◆ **SOURCE TEXT**
They weren't on the lists of essential workers. They were available 24/7, and we couldn't have progressed without them.
Cabinet ministers, departmental officials, the media and public relied on them. They stayed up half the night so they would be up to date with everything happening elsewhere. They aresometimes the subject of derision with their pointy-headed concern for evidence and rigour.
Who are they? University academics - from public health, social work, psychology, tourism, Pacific and Māori health, business, midwifery, obstetrics, computing and mathematics. They are virologists, epidemiologists, gerontologists, data technicians, specialists in data security and data forecasting, as well as economics and public policy experts.
Across a range of expertise, we were there. How do we ensure the next generation will be there for the next crisis?
Every public policy input into the pandemic response and how the months ahead unfold, is vital to record. We need evaluations; appreciative inquiry processes; community action research; case studies; the full range of sophisticated, rigorous research projects. Not in two years, when most of the scraps of paper have been tossed and memories are not able to recall moral quandaries and small but vital details - but now. Government agencies cannot do this.
In the government funding announced by the Minister of Research, Science and Innovation, this is nowhere to be found.
The sole announcement from the Tertiary Education Commission is for $25 million for frontline mental health and wellbeing services for tertiary students. Allowances are available for tertiary provision of apprenticeship and certificate courses. Other than for care workers, this is for the undeniably, overwhelmingly, male workforce-based approach of shovel readiness.
One of the characteristics we can track historically is that when young men can get construction jobs, the ratio of male to female university student contracts, often to a 45:55 per cent split.
New Zealand has a large number of highly literate unemployed with good undergraduate and masters' degrees and plenty of writing experience. Where is the assistance to get 200–300 PhDs launched for recording our Covid-19 period and recovery, equipping the scientists and researchers for the next generation of academics to call on in what is likely to be much more than a once-in-a-lifetime event?
Who will evaluate every government intervention? What can we bring home to ease supply chain dependence? Which small businesses do and don't recover - and in which sectors? How will the rural areas and provincial towns manage challenges differently from the city-based priority investments?
What happens to local government budgets and where is that impact felt?
How did the state broadcasters perform? What happens to legislative human rights and wellbeing assurances in a crisis?

◆ **WORK TASK**
Extend the piece on university academics' role in New Zealand's Covid-19 response, picking up after its final question.

◆ **LISTED ENTRIES**
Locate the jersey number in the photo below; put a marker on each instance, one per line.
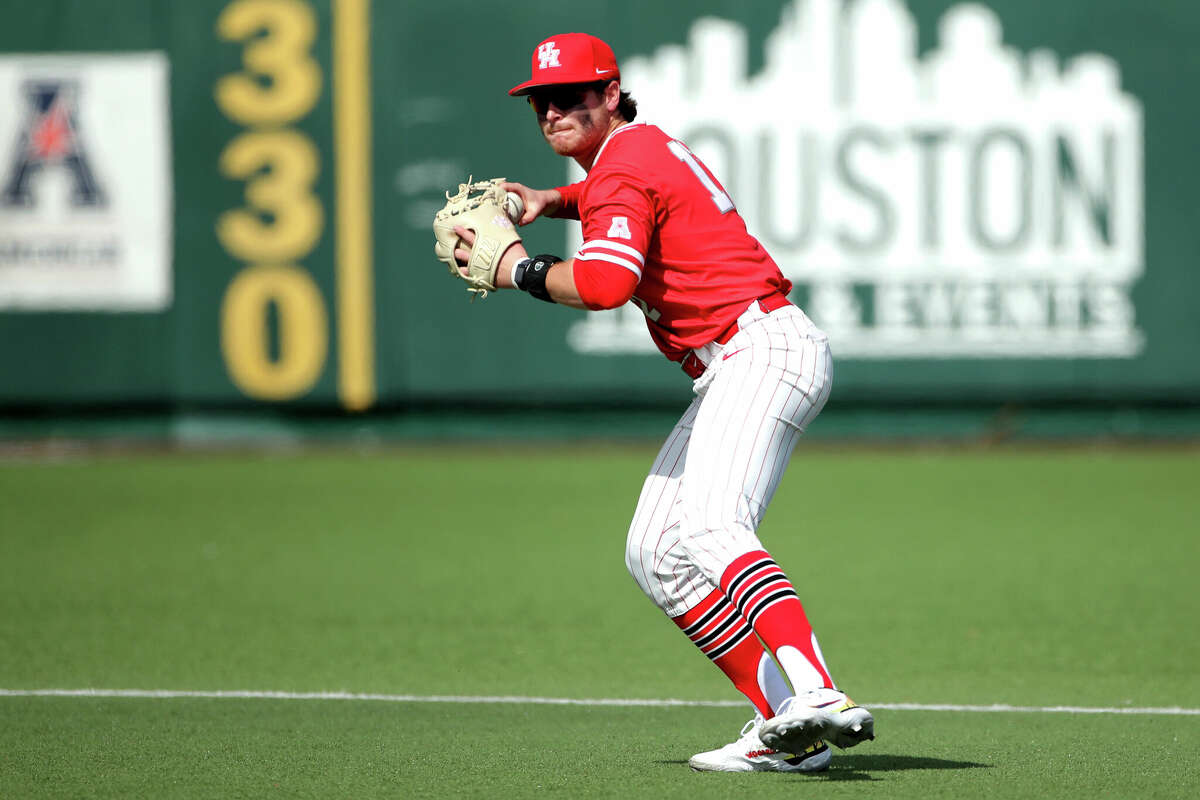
(723, 200)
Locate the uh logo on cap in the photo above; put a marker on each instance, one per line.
(547, 55)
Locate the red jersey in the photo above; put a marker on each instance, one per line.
(651, 206)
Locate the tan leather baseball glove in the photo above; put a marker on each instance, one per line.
(491, 212)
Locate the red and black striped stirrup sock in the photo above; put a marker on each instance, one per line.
(719, 631)
(767, 601)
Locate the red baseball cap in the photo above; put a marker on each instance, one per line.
(569, 58)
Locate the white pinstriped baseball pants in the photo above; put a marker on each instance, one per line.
(714, 476)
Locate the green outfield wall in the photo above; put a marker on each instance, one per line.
(227, 204)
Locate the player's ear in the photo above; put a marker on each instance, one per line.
(612, 95)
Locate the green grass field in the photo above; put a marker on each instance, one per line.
(1024, 577)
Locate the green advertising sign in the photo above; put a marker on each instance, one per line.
(228, 204)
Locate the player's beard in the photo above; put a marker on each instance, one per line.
(576, 138)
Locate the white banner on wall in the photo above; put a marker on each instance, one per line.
(85, 182)
(969, 202)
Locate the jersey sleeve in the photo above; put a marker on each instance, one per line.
(617, 211)
(570, 208)
(603, 284)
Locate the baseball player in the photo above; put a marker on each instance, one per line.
(661, 232)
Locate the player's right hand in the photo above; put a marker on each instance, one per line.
(538, 202)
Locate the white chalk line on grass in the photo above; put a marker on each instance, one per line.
(165, 693)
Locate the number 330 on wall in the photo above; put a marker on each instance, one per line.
(282, 220)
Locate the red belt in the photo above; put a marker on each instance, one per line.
(694, 367)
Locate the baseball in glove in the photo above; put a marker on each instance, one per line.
(491, 212)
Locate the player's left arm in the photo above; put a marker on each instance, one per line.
(588, 286)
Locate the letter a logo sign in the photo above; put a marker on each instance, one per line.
(619, 228)
(547, 55)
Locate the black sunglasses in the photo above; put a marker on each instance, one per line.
(563, 97)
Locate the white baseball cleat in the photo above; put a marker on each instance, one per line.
(823, 714)
(749, 755)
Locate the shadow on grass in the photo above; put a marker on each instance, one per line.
(859, 768)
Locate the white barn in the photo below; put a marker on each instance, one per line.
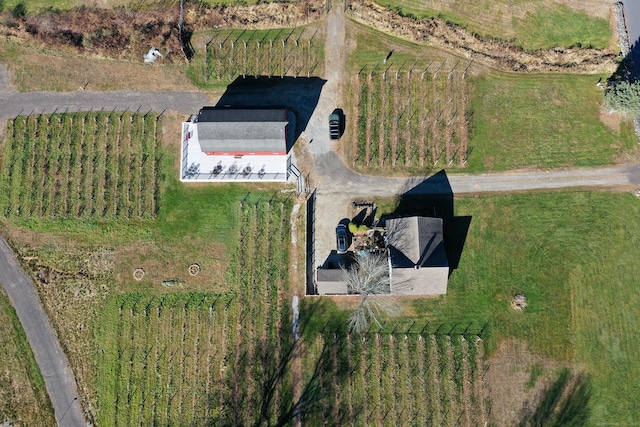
(236, 144)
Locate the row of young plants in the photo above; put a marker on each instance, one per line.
(398, 379)
(200, 358)
(273, 53)
(409, 120)
(82, 165)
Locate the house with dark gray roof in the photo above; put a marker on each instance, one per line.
(231, 144)
(417, 259)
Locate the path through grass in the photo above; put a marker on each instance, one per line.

◆ **EXERCISE OUTPUT**
How did education providers respond to level 4 and what can we learn from that? What was the impact of two different levels of unemployment benefit? What government responses to the crisis incorporated climate change priorities as central? We need to record the death of theatre or the experiences of rural midwifery in lockdown.
The research fields are wide open.
Twelve weeks at $490 per week, for those who lost their jobs and want to write a research proposal, would be generous. If you can be paid that to be unemployed, what about using it for something that will benefit all? An alternative would be to provide $40,000 per year for three years, plus fees, to complete a full-time PhD. Anyone who didn't complete or who withdrew to take a job could see this revert to a student loan.
Three hundred researchers would cost the same as the investment the Government has made available for vaccine research, approximately $36 million over three years.
Good supervisors can have a top PhD proposal in operation in three months. Get a group of top scholars with more than 50 successful doctoral supervisions under their belt to receive the proposals – I can think of a list of highly qualified people to do this.
The first round invitation for proposals could be for those with a masters degree at a high honours level. Three pages are all that is needed to be able to sort the chaff from the grain. Confine the applicants to New Zealand citizens who experienced lockdown here firsthand.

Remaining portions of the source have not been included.